Исходный текст:
↓↓↓
Нет, недаром уши Катаева, которые Юрий Олеша называл похожими на волчьи, – свидетельство самого Валентина Петровича, – мне напоминают устрицы. Гул голосов, проникая сквозь их створки, способен причинять ему боль. Но, должно быть, эта боль сродни той, что испытывает владелица настоящей раковины, когда между ее чувствительной мантией и известковой крышей набивается песок и камешки. Но подождем сочувствовать обоим. Специалисты утверждают, что именно этот-то процесс и рождает жемчужину, которая только «в особо ненормальных условиях» и может появиться. Без того, чтобы песчинки и камешки не поранили мантию, нечего и думать о том, чтобы началось выделение особого вещества – перламутра, который, обволакивая слой за слоем раненое место, и образует те переливающиеся на свету шарики, что люди потом называют жемчугом.

Не каждая ранка ведет к появлению жемчужины. Но без раны наверняка уж ничего не выйдет. «Без боли нет писателя», – любил повторять Федор Абрамов.

Катаев переводит разговор на форму. Говорит, что «Вертер» был вначале на восьми листах и он сам сократил его до трех. Отжал, как выжимают мокрое белье после стирки. Убрал все лишнее. На этом и спотыкаются. Не надо много деталей. Лучше одна деталь, которая сверкала бы, как один крупный бриллиант. Лучше один чистый бриллиант, чем несколько с трещинами.

– Мандельштам браковал все, что я написал. Но находил одну-две настоящие строчки, и это было праздником и наградой.
↑↑↑
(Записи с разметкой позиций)
↓↓↓
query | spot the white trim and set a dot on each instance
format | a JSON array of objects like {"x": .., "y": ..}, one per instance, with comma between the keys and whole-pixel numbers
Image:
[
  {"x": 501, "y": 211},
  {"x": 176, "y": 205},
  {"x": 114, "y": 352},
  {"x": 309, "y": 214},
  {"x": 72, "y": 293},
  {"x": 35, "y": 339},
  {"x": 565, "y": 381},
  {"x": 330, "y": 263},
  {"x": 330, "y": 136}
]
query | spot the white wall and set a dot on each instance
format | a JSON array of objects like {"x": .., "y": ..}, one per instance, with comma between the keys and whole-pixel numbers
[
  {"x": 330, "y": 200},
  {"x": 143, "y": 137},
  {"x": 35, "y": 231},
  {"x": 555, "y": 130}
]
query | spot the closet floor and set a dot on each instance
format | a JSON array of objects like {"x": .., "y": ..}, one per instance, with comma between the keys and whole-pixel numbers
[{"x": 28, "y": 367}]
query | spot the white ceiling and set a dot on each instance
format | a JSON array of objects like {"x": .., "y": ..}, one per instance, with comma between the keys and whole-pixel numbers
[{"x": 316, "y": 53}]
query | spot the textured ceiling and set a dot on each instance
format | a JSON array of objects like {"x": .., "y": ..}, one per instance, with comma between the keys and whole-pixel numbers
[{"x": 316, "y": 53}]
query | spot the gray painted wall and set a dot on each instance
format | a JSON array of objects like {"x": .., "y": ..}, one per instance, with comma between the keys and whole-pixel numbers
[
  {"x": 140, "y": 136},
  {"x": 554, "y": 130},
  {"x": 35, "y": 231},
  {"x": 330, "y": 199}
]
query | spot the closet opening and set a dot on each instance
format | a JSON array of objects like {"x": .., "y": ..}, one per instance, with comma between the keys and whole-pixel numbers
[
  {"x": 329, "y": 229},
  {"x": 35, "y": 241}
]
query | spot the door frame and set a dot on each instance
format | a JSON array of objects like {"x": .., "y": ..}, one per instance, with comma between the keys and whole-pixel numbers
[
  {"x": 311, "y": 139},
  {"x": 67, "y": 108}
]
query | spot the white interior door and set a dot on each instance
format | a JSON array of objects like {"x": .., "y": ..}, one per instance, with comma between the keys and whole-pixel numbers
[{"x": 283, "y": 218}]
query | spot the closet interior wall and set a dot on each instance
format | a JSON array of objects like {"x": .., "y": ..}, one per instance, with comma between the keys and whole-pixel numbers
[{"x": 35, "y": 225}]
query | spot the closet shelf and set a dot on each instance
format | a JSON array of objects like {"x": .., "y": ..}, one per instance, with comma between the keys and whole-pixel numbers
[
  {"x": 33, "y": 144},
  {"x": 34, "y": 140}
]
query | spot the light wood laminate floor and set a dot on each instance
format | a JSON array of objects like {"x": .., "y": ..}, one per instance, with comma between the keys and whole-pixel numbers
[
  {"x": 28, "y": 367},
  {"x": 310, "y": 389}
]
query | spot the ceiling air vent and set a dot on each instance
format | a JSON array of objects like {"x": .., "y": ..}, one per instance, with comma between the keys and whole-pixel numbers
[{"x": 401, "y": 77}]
↑↑↑
Задание 1: Перепишите дословно фрагмент текста о Катаеве, начиная со слов «Нет, недаром уши» и до слов «потом называют жемчугом.» включительно.
Задание 2: Пожалуйста, продолжите текст о Катаеве с того места, на котором он заканчивается.

Ответ на задание 1:
Нет, недаром уши Катаева, которые Юрий Олеша называл похожими на волчьи, – свидетельство самого Валентина Петровича, – мне напоминают устрицы. Гул голосов, проникая сквозь их створки, способен причинять ему боль. Но, должно быть, эта боль сродни той, что испытывает владелица настоящей раковины, когда между ее чувствительной мантией и известковой крышей набивается песок и камешки. Но подождем сочувствовать обоим. Специалисты утверждают, что именно этот-то процесс и рождает жемчужину, которая только «в особо ненормальных условиях» и может появиться. Без того, чтобы песчинки и камешки не поранили мантию, нечего и думать о том, чтобы началось выделение особого вещества – перламутра, который, обволакивая слой за слоем раненое место, и образует те переливающиеся на свету шарики, что люди потом называют жемчугом.

Ответ на задание 2:
Катаев задумывается.

– А сейчас тебя никто по-настоящему, в лицо не обругает, но и не похвалит. Не к кому бежать с рукописью.

Перебираю, сидя в Стокгольме, свои записи и натыкаюсь на неоднократно повторяющееся имя Карпова, который в пору «Вертера» был не главным, а первым заместителем главного редактора «Нового мира».

Он один из немногих, о ком Валентин Петрович говорил хорошо. Не потому же только, задаюсь вопросом, что он напечатал «Вертера». После того как дал согласие Суслов, на это большой смелости не надо было… Хотя дорога, конечно, и добрая воля.

– Он ведь сидел. И знал за что. Еще в училище или в школе, за партой, он раскрыл книгу – какая-то ленинская работа с предисловием. И стал подчеркивать в этом предисловии упоминания о Сталине синим карандашом, о Ленине – красным. И подсчитывать, сколько раз. Счет оказался не в пользу Ленина. И сосед на него донес. Посадили. А ведь совершенно советский человек, с правильными, ортодоксальными взглядами.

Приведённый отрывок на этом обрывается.